§ **Task brief**
In your copy, repeat the records exactly and leave out the pictures.

---*---

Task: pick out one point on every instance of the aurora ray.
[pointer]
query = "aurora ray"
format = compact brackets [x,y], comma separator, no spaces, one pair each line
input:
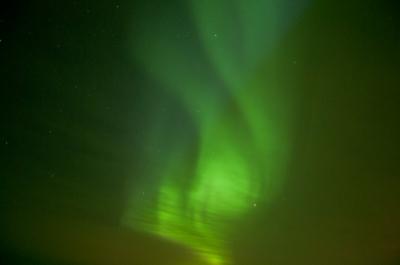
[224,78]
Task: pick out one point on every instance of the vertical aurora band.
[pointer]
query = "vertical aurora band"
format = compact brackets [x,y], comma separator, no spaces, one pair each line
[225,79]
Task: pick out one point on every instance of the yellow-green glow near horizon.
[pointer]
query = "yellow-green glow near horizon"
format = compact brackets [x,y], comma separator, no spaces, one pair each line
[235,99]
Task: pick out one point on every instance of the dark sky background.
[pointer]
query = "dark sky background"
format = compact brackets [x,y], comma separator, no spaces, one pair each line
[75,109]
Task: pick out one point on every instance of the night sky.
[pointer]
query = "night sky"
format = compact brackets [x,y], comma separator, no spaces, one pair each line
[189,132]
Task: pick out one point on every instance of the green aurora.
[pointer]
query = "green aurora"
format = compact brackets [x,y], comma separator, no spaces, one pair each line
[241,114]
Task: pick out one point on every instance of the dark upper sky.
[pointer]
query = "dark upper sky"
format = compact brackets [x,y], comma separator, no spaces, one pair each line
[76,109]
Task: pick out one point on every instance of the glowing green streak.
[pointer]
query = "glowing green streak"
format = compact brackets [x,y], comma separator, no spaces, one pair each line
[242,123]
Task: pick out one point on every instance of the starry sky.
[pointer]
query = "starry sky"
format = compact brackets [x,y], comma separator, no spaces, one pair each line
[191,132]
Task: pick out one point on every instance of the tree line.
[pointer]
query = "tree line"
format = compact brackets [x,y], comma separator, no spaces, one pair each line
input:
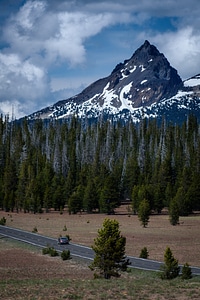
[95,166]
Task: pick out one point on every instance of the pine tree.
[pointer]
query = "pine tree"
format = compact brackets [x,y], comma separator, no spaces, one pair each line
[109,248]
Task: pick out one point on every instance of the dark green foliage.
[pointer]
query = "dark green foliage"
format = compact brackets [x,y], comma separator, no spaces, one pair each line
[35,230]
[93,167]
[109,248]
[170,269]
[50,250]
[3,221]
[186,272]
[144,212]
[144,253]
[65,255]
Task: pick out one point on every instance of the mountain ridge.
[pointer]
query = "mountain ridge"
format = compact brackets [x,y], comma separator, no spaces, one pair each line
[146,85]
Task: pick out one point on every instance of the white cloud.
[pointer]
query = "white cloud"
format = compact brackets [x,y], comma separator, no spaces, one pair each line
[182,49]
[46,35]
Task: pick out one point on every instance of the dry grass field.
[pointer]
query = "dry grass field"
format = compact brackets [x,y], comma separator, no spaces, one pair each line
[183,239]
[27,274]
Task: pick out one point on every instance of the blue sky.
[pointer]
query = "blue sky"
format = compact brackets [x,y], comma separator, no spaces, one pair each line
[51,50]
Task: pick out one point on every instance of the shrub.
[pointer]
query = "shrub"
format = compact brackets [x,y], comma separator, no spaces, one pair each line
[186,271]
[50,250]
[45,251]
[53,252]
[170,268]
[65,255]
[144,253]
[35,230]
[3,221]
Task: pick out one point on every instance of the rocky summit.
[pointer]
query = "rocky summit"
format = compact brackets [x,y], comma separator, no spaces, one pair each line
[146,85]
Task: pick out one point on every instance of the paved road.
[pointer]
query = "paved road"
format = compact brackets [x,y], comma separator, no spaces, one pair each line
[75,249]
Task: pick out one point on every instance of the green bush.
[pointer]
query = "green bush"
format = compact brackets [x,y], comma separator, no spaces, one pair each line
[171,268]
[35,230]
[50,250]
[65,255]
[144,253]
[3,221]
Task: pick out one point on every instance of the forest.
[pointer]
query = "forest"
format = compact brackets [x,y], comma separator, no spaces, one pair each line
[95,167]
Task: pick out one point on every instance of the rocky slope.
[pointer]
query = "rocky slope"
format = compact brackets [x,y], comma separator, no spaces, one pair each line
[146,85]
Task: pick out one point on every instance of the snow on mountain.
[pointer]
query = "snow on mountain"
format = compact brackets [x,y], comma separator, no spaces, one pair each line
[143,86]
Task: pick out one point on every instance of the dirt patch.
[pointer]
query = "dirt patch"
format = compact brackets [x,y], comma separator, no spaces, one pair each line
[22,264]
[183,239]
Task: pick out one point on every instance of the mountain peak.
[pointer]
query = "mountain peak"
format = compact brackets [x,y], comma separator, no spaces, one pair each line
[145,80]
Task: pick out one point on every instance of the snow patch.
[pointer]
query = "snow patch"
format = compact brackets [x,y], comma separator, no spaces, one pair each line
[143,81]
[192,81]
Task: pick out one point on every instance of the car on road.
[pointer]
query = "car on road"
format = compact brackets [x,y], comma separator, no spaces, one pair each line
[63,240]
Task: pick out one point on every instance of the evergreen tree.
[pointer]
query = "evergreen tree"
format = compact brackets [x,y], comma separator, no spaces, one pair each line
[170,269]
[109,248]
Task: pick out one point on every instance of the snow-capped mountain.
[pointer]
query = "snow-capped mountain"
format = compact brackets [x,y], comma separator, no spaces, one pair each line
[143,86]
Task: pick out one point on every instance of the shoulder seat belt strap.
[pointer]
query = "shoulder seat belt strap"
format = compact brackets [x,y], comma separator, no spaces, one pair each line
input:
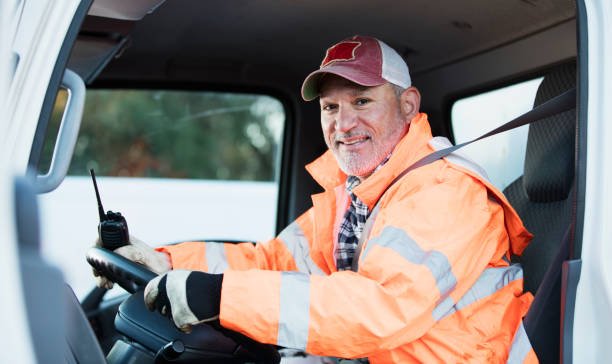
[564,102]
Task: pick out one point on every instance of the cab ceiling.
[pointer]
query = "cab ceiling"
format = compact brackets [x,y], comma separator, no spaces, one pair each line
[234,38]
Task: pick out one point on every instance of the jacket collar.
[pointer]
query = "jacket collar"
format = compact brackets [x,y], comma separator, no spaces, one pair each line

---*---

§ **The solution**
Task: pick out one point on every instance of the aurora ray.
[pointer]
query = "aurora ray"
format = compact brackets [x,y], comma separator, no spaces, one pair each line
input:
[224,78]
Task: pick out one point on every instance of the vertical aurora band.
[pointer]
query = "vertical aurora band"
format = compact brackets [x,y], comma separator, no spaces, one pair each line
[225,79]
Task: pick out one point on every instance of the yellow-green glow near horizon.
[pointer]
query = "yellow-green glow near horizon"
format = compact brackets [x,y], comma separator, no spaces, one pair each line
[235,99]
Task: pick out one point on every instance of the dark sky background.
[pointer]
query = "dark sky background"
format = compact brackets [x,y], comma separator, no spaces, one pair each line
[75,109]
Task: pick out one point on every instance of the night sky.
[pointer]
query = "night sky"
format = compact brackets [x,y], comma separator, no spaces, one pair each line
[189,132]
Task: pick out one point on every instance of the green aurora.
[pointer]
query = "green aurora"
format = compact brackets [x,y], comma separator, no spaces, one pair each line
[241,114]
Task: pick out one point on every instance of the dark upper sky.
[pointer]
query = "dark upper sky"
format = compact brackets [x,y], comma separator, no spaces, one pair each line
[76,109]
Task: pick out one point on every instance of the glowing green streak.
[pointer]
query = "glowing green streak"
format = compact brackets [x,y], comma separator, no spaces, one pair each line
[242,123]
Task: pick out one point on every instance of the starry sky.
[pointer]
query = "starry sky"
format = compact brackets [x,y], comma separator, no spaces, one pair each line
[191,132]
Task: pick out one point on every instance of the tree line.
[pointer]
query = "tree line"
format = compact brackets [x,y], comma separator, no spaces, one pair each line
input:
[95,166]
Task: pick out one point on every instance of the pine tree.
[pointer]
query = "pine tree"
format = compact brackets [x,y], comma separator, no spaces, one pair each line
[109,248]
Task: pick out one point on every instance of the dark green foliage.
[pointer]
query = "dark green foliage"
format = compact brackets [x,y], comma separator, no spaces, one pair each line
[35,230]
[93,167]
[109,248]
[170,269]
[50,250]
[3,221]
[186,272]
[144,212]
[144,253]
[65,255]
Task: pick out one point on every instance of the mountain ridge.
[pointer]
query = "mountain ridge"
format = compact brackets [x,y], comma separator, no spaces, one pair each line
[146,85]
Task: pick out one point on every instance of the white cloud.
[pointer]
query = "white cloud"
format = compact brackets [x,y], comma separator, no spaces, one pair each line
[182,49]
[46,35]
Task: pick out one point on every instance of the dry grass field.
[pointer]
query = "dry grass field"
format = compact brackets [x,y], comma separator, no spaces, one pair each line
[183,239]
[27,274]
Task: pick out one point on every instance of the blue sky.
[pointer]
query = "blue sky"
format = compact brackets [x,y], comma separator, no spaces, one pair each line
[51,50]
Task: pick out one point on every instance of the shrub.
[pointer]
query = "shrub"
format = compact brackets [x,y], comma separator, no spaces, one pair each line
[186,271]
[50,250]
[45,251]
[53,252]
[170,268]
[65,255]
[144,253]
[35,230]
[3,221]
Task: pick out one point on every instance of the rocky summit.
[pointer]
query = "rocky summit"
format = compact brackets [x,y], comma separator, no spaces, one pair each line
[146,85]
Task: pick out one point on every instance of the paved road.
[pointer]
query = "paved road"
format = compact brackets [x,y], comma separator, no spaces, one pair each line
[75,249]
Task: pick out one point on every instance of the green bush.
[pointer]
query = "green bush"
format = compact brackets [x,y], comma separator, no spaces, one pair each line
[171,268]
[35,230]
[50,250]
[65,255]
[144,253]
[3,221]
Task: pick out one point on every instance of the forest.
[pointer]
query = "forest"
format = compact brackets [x,y], comma separator, no spaces, one pair each line
[95,167]
Task: pick out one point on every instance of the rocky slope.
[pointer]
query = "rocky slope"
format = compact brackets [x,y], comma separator, no spaces, one pair each line
[146,85]
Task: pick out one point on every instance of the snow on mountain.
[pointer]
query = "snow on mountain"
format = compact brackets [x,y], comma separator, no spaces, one pair each line
[143,86]
Task: pick out one point on every instance of the dirt patch.
[pointer]
query = "dirt patch"
format = compact brackets [x,y], comma separator, no spaces, one pair each line
[22,264]
[183,239]
Task: pick out one point on every instance of the mountain peak.
[pointer]
query = "mountain peak"
format = compact brackets [x,y], comma separator, no spaces, one pair each line
[145,80]
Task: pick out one point on every instance of the snow patch.
[pointer]
query = "snow patch"
format = compact brackets [x,y], comma separator, no spaces, one pair each line
[143,81]
[192,81]
Task: pick out one point on every instance of the car on road.
[pointer]
query = "car on road"
format = compact brackets [x,y], comma separator, no spaces, one pair each line
[63,240]
Task: pick out one point on every instance of the evergreen tree.
[pointer]
query = "evergreen tree"
format = compact brackets [x,y], comma separator, no spaces, one pair each line
[170,269]
[109,248]
Task: pick out one point on every instance of the snow-capped mountain.
[pointer]
query = "snow-capped mountain"
format = compact brackets [x,y], comma separator, no spaces, one pair each line
[143,86]
Task: pick out one point on every instance of the shoulder seat belt strap.
[pointer]
query = "shoulder seat belt strap"
format = compact brackets [x,y], comma separator, no spaces, one pair each line
input:
[564,102]
Task: pick out one point on every instance of the cab ceiling.
[pointer]
query = "cab ceiling"
format = compact brackets [x,y], comma separator, no spaces, one pair each line
[234,38]
Task: pick out one point on every instance of the jacket collar.
[pointer]
query = "jacket collar"
format = compact brackets [x,y], comma separator, no spaces, one pair each line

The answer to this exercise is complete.